Exercise -> Give the lines below again exactly, starting with the line that holds "Query: deer mouth" and going on through the line that holds "Query: fawn".

Data extracted from a collection ->
▼
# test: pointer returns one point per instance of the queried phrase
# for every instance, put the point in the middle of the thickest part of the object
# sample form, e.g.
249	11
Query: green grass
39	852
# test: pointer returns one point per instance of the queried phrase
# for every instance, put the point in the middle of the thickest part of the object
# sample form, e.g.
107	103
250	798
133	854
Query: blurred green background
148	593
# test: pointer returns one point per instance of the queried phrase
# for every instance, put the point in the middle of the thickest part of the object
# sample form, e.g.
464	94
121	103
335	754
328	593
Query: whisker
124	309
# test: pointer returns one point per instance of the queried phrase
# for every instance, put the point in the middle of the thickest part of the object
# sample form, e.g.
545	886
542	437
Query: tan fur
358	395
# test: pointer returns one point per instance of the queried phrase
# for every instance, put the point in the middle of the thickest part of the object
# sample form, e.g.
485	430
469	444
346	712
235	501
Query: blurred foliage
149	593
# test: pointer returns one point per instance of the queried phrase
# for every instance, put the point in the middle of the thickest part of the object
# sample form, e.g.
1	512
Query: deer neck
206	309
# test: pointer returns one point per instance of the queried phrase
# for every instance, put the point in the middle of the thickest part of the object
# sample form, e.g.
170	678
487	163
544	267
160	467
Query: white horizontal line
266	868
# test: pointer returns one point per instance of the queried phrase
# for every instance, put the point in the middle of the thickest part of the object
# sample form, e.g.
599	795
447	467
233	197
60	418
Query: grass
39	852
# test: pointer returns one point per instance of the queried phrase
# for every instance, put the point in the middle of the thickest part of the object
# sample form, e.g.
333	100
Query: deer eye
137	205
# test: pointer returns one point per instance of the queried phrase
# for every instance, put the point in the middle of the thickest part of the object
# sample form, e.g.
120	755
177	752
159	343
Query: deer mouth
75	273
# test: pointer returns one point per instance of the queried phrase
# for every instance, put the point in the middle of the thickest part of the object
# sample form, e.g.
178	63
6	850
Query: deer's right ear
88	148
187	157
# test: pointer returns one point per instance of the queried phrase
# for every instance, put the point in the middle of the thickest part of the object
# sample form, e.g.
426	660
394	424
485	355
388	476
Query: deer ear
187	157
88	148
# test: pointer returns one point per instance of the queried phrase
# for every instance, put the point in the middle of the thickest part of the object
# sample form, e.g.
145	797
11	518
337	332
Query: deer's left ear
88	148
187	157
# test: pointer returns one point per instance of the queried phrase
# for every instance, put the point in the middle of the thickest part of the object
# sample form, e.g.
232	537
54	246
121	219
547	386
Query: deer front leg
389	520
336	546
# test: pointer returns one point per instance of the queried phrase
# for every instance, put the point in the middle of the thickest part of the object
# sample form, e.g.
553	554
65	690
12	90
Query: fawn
▲
▼
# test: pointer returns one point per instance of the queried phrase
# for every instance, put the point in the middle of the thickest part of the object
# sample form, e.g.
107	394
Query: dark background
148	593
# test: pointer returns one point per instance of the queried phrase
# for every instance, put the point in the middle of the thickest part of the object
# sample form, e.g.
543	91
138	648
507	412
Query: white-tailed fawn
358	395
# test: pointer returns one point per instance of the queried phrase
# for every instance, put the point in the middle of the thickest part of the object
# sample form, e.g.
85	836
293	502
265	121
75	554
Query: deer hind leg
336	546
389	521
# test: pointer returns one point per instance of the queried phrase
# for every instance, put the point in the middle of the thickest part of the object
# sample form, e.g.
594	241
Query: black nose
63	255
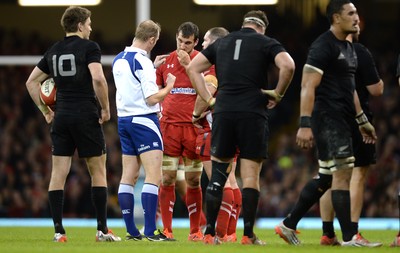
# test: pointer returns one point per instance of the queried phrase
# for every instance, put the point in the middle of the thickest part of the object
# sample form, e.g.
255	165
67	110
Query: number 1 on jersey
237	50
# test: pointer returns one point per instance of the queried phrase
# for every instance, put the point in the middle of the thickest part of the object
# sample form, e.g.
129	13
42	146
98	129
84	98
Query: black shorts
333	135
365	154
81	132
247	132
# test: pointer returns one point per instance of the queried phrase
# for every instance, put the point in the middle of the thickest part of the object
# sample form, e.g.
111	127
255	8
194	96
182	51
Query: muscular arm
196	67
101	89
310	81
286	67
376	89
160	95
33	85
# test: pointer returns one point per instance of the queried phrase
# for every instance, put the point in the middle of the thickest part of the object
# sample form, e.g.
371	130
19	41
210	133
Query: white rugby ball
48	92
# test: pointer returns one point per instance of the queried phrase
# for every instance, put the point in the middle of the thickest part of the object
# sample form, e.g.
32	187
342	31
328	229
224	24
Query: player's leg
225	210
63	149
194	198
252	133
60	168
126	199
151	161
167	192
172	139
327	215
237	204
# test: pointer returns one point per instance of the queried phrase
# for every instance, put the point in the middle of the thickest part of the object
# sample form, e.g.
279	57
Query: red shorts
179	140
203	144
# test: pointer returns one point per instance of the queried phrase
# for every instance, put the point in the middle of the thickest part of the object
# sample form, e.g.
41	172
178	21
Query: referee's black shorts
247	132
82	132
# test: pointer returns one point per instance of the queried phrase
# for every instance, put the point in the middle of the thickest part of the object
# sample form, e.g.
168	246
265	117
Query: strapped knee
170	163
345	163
▲
▼
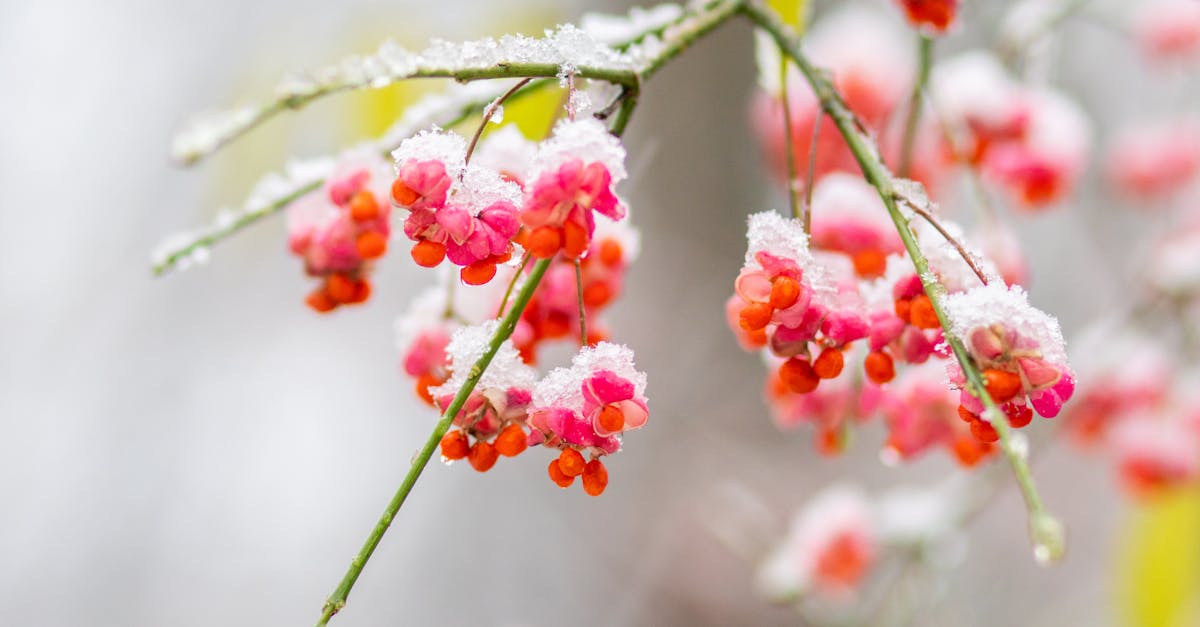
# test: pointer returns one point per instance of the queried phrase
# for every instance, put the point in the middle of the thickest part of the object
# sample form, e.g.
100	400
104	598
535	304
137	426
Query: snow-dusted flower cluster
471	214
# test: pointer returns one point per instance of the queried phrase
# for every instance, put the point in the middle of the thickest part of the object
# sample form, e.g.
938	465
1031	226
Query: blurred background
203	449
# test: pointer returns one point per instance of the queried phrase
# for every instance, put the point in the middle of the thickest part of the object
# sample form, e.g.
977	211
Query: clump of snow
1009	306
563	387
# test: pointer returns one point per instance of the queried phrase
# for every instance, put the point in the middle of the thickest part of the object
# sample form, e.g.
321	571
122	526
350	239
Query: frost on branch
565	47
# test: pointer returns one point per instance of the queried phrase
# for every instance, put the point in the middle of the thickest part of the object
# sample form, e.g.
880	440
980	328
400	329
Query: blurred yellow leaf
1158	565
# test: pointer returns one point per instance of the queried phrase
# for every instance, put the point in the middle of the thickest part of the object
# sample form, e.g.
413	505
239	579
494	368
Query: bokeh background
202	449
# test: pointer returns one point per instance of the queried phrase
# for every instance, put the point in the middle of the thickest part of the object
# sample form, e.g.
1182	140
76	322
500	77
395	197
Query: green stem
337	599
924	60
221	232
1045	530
▲
Written response ->
Query: deer mouth
75	273
# test: pointer returns one point per instance of the queried phrase
# for every instance, put the point in the middle of the thickest part of the object
# sample form, e.g.
178	63
6	850
Query: deer's right ear
88	148
187	157
# test: pointer returns one point per instance of the queried phrase
# for every instance, put the point in the middle of the thickest part of the object
# sample form, e.g.
426	660
394	424
485	355
388	476
Query: deer ear
187	157
88	148
# test: pointer returns one point per instance of the queried phrase
# for every instance, put the point in the middle of the thickest part of the object
# sample form, e.g.
145	797
11	518
337	332
Query: deer's left ear
88	148
187	157
# test: pointer returns one point per instance of the queried phrase
# for every instance, put the point in the middle of the thickest part of the object
# sample form, e.g.
232	537
54	246
121	219
547	386
Query: deer front leg
389	520
336	546
# test: pointer returns one point per instance of the queried phrase
# for every instance, put the point in the middle of the thickest part of the object
# sample form, e.g.
553	554
65	690
12	90
Query: fawn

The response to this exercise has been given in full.